▶ _WORK REQUEST_:
Using the listing below, retype exactly the lines starting at the one with "Pass the picture above and point out the bike logo, giving" and ending at the one with "Pass the picture above and point out the sign", and include both.

== Segment start ==

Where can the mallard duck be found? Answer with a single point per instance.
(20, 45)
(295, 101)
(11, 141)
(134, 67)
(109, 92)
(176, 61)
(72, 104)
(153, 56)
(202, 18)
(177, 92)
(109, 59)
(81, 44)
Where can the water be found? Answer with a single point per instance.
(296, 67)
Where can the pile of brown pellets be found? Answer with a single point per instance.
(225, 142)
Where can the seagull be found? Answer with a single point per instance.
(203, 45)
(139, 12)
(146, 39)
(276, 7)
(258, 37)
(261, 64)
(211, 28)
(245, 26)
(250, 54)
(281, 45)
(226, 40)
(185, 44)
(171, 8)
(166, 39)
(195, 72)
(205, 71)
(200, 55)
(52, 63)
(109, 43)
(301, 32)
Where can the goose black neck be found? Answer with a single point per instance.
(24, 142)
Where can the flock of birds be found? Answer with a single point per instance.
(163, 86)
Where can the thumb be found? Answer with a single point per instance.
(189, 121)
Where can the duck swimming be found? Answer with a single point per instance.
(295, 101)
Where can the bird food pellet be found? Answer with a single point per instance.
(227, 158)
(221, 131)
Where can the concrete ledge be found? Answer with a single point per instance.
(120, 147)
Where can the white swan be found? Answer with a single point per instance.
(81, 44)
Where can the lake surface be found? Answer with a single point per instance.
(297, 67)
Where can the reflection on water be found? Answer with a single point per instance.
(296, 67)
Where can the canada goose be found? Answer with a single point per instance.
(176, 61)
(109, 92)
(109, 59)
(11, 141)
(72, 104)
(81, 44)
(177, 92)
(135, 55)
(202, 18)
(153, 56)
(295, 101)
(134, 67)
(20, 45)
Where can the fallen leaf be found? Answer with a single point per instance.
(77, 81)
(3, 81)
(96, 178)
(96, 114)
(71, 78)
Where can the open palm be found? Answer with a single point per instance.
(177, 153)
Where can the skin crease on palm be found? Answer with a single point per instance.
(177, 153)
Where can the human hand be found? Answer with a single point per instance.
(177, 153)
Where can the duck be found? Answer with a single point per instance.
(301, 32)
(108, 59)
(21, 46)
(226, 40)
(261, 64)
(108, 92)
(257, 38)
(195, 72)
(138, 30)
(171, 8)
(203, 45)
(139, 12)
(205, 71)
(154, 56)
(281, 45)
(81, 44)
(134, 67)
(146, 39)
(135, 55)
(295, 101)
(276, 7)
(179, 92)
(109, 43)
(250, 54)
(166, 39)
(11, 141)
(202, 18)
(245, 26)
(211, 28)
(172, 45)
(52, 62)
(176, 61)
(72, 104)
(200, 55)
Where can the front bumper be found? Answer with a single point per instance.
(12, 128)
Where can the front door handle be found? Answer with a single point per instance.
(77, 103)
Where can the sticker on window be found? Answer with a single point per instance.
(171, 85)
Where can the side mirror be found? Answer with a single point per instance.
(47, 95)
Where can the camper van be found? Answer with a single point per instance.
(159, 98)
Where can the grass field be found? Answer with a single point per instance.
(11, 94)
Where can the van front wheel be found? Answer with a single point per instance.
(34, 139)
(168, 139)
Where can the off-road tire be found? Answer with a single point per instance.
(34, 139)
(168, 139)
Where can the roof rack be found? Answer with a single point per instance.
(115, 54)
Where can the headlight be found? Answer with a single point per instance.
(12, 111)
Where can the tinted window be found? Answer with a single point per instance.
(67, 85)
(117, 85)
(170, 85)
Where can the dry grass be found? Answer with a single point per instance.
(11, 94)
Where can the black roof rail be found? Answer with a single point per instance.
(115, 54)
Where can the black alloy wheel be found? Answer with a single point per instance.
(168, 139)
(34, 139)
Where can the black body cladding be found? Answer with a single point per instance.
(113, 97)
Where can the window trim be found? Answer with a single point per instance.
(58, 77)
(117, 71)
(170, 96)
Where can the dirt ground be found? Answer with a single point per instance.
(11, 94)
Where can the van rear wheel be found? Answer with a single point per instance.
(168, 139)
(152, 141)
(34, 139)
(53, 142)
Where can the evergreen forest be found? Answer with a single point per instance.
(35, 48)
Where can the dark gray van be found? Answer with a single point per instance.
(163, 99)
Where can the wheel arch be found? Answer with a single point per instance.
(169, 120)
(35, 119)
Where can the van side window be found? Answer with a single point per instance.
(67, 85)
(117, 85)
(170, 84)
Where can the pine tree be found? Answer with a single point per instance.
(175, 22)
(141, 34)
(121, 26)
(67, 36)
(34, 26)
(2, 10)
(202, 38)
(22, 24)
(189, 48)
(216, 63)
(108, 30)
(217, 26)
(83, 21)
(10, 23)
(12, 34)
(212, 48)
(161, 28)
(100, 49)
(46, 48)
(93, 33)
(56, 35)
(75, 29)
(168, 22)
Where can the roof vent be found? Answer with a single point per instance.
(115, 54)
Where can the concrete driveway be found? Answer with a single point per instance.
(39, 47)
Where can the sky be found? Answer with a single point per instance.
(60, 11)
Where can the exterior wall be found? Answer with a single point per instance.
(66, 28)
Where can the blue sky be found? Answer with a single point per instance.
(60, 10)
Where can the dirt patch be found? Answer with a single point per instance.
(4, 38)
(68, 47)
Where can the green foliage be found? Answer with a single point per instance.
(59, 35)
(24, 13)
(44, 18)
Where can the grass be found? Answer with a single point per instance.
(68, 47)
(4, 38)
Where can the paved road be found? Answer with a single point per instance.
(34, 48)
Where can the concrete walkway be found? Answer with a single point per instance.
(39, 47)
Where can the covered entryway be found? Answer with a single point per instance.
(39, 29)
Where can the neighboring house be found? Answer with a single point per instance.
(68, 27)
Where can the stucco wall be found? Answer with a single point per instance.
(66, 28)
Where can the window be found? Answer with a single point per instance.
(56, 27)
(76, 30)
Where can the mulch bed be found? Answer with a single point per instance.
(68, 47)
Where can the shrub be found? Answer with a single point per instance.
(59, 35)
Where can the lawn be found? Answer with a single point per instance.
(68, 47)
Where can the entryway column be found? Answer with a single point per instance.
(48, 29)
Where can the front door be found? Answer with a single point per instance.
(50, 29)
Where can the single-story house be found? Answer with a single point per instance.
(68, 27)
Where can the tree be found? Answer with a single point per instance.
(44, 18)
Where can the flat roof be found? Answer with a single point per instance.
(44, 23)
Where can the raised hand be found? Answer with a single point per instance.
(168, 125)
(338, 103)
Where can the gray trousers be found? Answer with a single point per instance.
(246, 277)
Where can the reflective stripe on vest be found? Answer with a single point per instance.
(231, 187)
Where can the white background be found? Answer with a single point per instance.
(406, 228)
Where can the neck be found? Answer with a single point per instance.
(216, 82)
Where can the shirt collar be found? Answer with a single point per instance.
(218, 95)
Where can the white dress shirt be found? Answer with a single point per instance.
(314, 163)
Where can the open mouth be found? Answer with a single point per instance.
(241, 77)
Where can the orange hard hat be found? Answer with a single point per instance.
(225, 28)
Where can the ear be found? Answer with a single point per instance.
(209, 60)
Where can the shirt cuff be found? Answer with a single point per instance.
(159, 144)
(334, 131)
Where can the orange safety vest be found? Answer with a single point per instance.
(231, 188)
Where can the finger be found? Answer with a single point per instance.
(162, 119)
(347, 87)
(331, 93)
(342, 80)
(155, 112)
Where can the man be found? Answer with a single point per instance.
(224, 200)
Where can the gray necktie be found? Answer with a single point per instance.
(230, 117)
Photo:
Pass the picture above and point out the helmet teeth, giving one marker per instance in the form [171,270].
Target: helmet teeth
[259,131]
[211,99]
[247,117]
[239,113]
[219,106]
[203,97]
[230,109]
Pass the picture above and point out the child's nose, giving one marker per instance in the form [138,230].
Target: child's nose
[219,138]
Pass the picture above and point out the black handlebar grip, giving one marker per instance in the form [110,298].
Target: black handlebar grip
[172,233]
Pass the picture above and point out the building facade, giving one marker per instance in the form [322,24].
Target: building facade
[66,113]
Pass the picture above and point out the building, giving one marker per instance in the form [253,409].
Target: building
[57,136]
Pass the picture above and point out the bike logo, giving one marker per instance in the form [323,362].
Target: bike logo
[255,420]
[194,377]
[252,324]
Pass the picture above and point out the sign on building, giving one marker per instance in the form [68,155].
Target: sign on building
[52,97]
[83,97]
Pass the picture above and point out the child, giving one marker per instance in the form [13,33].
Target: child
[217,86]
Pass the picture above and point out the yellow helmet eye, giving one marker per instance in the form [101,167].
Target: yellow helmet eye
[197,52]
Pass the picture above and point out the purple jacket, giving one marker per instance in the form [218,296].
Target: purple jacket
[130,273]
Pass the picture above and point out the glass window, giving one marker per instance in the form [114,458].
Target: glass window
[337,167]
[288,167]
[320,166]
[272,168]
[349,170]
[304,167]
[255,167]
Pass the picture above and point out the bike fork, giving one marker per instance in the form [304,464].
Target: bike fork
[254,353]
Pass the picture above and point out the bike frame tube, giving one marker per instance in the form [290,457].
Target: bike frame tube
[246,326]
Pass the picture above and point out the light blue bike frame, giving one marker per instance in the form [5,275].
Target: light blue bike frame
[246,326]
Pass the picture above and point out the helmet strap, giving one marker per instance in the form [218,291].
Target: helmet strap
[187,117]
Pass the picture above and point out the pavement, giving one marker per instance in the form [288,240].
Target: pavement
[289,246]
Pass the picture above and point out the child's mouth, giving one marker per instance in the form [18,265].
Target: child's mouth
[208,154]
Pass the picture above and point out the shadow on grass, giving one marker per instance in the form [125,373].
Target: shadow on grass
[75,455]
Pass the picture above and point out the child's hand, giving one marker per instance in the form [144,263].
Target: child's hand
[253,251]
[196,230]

== Segment end ==

▶ _RESPONSE AREA_:
Pass the picture above and point out the bike logo, giving one marker per instance in the form [323,362].
Target: bike logo
[255,420]
[194,377]
[252,324]
Pass the picture above and point out the sign on building, giving one marker per instance in the form [68,155].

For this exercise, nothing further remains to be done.